• **Aufgabenstellung**:
Übernehmen Sie sämtliche folgenden Datensätze Zeile für Zeile ohne jede Änderung.

• **Gegebene Datensätze**:

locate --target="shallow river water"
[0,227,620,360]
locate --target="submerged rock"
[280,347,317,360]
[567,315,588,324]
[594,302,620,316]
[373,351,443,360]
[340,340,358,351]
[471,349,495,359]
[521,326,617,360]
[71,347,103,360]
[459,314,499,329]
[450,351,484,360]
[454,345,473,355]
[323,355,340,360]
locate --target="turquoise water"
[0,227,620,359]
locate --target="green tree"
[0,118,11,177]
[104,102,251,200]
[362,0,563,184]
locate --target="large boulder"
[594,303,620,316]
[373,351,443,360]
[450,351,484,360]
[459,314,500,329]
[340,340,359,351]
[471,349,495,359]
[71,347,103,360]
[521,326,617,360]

• **Ausgearbeitete Lösung**:
locate --target="shallow river water"
[0,227,620,360]
locate --target="submerged rock"
[280,347,317,360]
[567,315,588,324]
[594,302,620,316]
[373,351,443,360]
[340,340,358,351]
[471,349,495,359]
[521,326,617,360]
[71,347,103,360]
[459,314,499,329]
[450,351,484,360]
[454,345,473,355]
[323,355,340,360]
locate --target="turquoise water"
[0,227,620,359]
locate --target="green tree"
[0,118,11,177]
[104,102,251,200]
[362,0,563,184]
locate --target="large boulder"
[594,303,620,316]
[373,351,443,360]
[450,351,484,360]
[459,314,500,329]
[340,340,359,351]
[471,349,495,359]
[71,347,103,360]
[521,326,617,360]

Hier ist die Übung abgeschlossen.